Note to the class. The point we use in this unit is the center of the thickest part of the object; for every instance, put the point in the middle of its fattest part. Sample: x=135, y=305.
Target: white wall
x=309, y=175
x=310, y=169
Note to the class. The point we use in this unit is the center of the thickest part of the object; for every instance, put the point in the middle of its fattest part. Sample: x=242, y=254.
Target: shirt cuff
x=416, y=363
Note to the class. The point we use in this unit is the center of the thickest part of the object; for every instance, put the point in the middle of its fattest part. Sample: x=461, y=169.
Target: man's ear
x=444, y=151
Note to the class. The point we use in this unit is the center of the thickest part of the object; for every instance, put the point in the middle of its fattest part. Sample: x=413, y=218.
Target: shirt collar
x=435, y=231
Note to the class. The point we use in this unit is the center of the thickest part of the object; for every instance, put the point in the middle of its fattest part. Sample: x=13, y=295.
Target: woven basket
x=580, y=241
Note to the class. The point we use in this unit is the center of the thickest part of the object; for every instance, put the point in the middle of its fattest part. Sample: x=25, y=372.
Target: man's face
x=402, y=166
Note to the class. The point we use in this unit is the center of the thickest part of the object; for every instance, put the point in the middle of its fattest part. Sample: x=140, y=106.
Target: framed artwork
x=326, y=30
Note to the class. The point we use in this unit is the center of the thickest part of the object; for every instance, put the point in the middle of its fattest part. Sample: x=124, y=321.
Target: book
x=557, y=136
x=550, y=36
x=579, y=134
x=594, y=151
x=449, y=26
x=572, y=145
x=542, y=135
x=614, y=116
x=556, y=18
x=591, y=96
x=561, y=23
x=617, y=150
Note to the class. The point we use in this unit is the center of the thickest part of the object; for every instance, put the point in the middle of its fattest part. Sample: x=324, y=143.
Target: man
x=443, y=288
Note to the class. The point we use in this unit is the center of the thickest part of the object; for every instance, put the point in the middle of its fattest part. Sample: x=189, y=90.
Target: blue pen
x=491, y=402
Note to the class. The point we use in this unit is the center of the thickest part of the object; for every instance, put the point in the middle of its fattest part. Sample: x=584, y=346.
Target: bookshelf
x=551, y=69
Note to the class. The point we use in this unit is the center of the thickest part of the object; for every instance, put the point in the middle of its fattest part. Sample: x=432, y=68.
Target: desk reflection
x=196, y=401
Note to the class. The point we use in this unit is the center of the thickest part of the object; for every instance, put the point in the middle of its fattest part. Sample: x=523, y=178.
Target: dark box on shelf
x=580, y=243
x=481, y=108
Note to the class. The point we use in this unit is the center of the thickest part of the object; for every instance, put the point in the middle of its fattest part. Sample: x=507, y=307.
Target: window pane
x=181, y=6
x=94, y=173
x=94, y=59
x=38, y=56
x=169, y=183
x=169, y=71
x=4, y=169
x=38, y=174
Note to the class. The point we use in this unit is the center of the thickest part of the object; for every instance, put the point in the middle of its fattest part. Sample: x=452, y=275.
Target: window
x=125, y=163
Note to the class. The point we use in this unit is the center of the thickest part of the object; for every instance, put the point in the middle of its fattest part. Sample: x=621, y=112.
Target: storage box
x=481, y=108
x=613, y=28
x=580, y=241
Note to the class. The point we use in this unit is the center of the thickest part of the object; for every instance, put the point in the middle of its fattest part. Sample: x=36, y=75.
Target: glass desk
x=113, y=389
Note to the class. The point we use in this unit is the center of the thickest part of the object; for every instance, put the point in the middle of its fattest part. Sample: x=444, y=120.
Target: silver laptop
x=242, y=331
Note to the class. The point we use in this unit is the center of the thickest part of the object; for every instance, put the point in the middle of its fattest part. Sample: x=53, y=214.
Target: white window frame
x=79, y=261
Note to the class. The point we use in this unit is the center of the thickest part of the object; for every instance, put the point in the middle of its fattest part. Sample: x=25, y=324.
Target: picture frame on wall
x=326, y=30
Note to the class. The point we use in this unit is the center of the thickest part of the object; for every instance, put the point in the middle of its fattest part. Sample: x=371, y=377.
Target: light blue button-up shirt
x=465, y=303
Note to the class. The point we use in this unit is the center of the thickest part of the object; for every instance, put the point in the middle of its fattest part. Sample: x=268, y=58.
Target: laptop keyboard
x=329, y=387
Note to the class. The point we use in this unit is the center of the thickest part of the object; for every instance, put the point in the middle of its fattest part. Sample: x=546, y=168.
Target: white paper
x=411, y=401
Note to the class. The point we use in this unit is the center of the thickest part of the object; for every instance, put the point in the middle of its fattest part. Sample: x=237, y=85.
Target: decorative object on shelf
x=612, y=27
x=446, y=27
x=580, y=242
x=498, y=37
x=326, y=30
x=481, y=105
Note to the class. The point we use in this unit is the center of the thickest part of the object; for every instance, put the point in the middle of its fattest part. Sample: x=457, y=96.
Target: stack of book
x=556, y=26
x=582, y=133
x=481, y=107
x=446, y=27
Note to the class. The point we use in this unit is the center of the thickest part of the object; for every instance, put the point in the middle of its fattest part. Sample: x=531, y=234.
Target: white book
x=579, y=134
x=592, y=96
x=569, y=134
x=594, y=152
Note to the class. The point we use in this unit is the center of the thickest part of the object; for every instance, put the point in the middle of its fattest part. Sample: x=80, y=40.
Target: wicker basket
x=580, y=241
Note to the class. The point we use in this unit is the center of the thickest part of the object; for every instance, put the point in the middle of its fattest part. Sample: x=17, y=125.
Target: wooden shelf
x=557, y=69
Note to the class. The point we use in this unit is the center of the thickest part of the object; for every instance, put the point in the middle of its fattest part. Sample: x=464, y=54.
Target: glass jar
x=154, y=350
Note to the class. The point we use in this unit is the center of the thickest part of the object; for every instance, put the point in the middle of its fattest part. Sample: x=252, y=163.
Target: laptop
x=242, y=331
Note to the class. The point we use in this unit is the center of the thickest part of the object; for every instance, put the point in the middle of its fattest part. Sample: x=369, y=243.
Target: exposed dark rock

--------------------------------

Exercise description —
Substitute "Label" for "Target" at every occurrence in the material above and reproduce the material in full, with nothing else altered.

Correct answer —
Note to the class. The point we use in this unit is the center of the thickest part of the object; for every instance, put the point in the middle of its fattest part. Sample: x=135, y=305.
Label: white wall
x=309, y=175
x=310, y=169
Note to the class. The point we use in this unit is the center of the thickest part of the object; for every instance, put the point in the middle of its fattest part. Sample: x=242, y=254.
Label: shirt cuff
x=416, y=363
Note to the class. The point we use in this unit is the center of the thickest part of the object; for every instance, put the point in the middle of its fattest part. Sample: x=461, y=169.
Label: man's ear
x=444, y=151
Note to the class. The point we use in this unit is the center of the thickest part of the object; for every instance, put the point in the middle of its fattest part. Sample: x=413, y=218.
Label: shirt collar
x=435, y=231
Note to the class. The point we use in this unit is the center of the thickest part of the object; for every instance, put the point in the middle of its fattest part. Sample: x=13, y=295.
Label: woven basket
x=580, y=241
Note to the class. The point we use in this unit is the center of the thickest part of the object; for every instance, put the point in the middle of its fattest part. Sample: x=25, y=372.
Label: man's face
x=402, y=166
Note to the class. The point we use in this unit is the center of the thickest part of the object; for every instance, put the point in the middle of its fattest part. Sample: x=140, y=106.
Label: framed artwork
x=326, y=30
Note to the class. The point we use in this unit is the center of the thickest part of the object; for every instance, put the point in the middle of its fattest part. Sample: x=124, y=321.
Label: book
x=557, y=136
x=550, y=36
x=579, y=134
x=594, y=151
x=449, y=26
x=572, y=145
x=542, y=135
x=614, y=116
x=556, y=18
x=591, y=96
x=561, y=23
x=617, y=150
Note to the class. The point we use in this unit is the center of the thickest part of the object; for every instance, put the point in the middle of its fattest part. Sample: x=324, y=143.
Label: man
x=443, y=288
Note to the class. The point we use in this unit is the center of the thickest part of the object; for every instance, put the point in the middle of its fattest part. Sample: x=189, y=90.
Label: blue pen
x=491, y=402
Note to the class. The point we use in this unit is the center of the thickest part of the object; for every instance, put the point in the middle of its fattest part. Sample: x=584, y=346.
Label: bookshelf
x=551, y=69
Note to the class. The point we use in this unit is the center of the thickest part of the object; for every instance, put the point in the middle of its fattest part. Sample: x=432, y=68.
Label: desk reflection
x=196, y=401
Note to the class. The point we use in this unit is the center of the thickest part of the object; for every instance, put the point in the middle of its fattest part. Sample: x=523, y=178.
Label: dark box on shelf
x=580, y=243
x=481, y=108
Note to the class. The point we use in this unit is the center of the thickest part of the object; for every instance, put the point in the middle of its fattest part. Sample: x=507, y=307.
Label: window pane
x=181, y=6
x=94, y=173
x=94, y=59
x=38, y=56
x=169, y=183
x=169, y=71
x=4, y=169
x=38, y=174
Note to the class. The point we use in this unit is the center of the thickest part of the object; for every instance, put the point in the middle of its fattest part. Sample: x=452, y=275.
Label: window
x=125, y=163
Note to the class. The point we use in this unit is the center of the thickest part of the object; for every instance, put the point in the middle of its fattest part. Sample: x=621, y=112.
Label: storage box
x=481, y=108
x=613, y=28
x=580, y=241
Note to the class. The point we use in this unit is the center of the thickest part of the object; for every instance, put the point in the middle of its fattest part. Sample: x=36, y=75.
Label: glass desk
x=113, y=389
Note to the class. The point we use in this unit is the center of the thickest part of the object; for every instance, put the point in the middle of its fattest part. Sample: x=444, y=120.
Label: silver laptop
x=242, y=331
Note to the class. The point we use in this unit is the center of the thickest part of the object; for every instance, put the point in the middle of its fattest part. Sample: x=53, y=214.
Label: white window frame
x=79, y=261
Note to the class. The point we use in this unit is the center of the thickest part of the object; for every instance, put the point in the middle of its fattest part. Sample: x=25, y=324.
Label: picture frame on wall
x=326, y=30
Note to the class. The point we use in this unit is the center of the thickest part of the object; for every instance, put the point in the middle of its fattest part. Sample: x=371, y=377.
Label: light blue button-up shirt
x=465, y=303
Note to the class. The point we use in this unit is the center of the thickest part of the object; for every instance, put the point in the middle of its fattest part. Sample: x=268, y=58.
Label: laptop keyboard
x=329, y=387
Note to the class. The point we use in this unit is the center of the thickest part of the object; for every instance, put the point in the middle of its fattest part. Sample: x=546, y=168.
Label: white paper
x=411, y=401
Note to the class. The point we use in this unit is the center of the thickest part of the object; for every instance, put the point in the middle of its fattest part. Sample: x=237, y=85.
Label: decorative object on shelf
x=612, y=27
x=446, y=27
x=580, y=242
x=498, y=37
x=326, y=30
x=481, y=105
Note to the class. The point we use in this unit is the center of the thickest part of the object; for every instance, put the point in the middle of its fattest part. Sample: x=457, y=96.
Label: stack of book
x=556, y=26
x=582, y=133
x=481, y=107
x=446, y=27
Note to the class. The point we use in this unit is the center of the thickest part of the object; for every instance, put the point in the middle of its fattest part. Sample: x=531, y=234.
Label: white book
x=579, y=134
x=592, y=96
x=569, y=134
x=594, y=152
Note to the class. The point we use in this unit is the center of the thickest part of the object; for every instance, put the point in the middle of its fattest part. Sample: x=80, y=40.
Label: wicker basket
x=580, y=241
Note to the class. The point we use in this unit is the center of the thickest part of the object; for every instance, put the point in the middle of its fattest part. Sample: x=17, y=125.
Label: wooden shelf
x=557, y=69
Note to the class. The point we use in this unit is the center of the thickest part of the object; for every instance, put the point in the middle of its fattest part. Sample: x=464, y=54.
Label: glass jar
x=154, y=350
Note to the class. The point we use in this unit is the center of the thickest part of the object; for every instance, put the point in the middle of its fattest part. Sample: x=252, y=163.
Label: laptop
x=242, y=331
Note to the class. The point we use in this unit is the center of the thickest part of the object; for every instance, put the point in the middle of its fattest part. Sample: x=369, y=243.
Label: exposed dark rock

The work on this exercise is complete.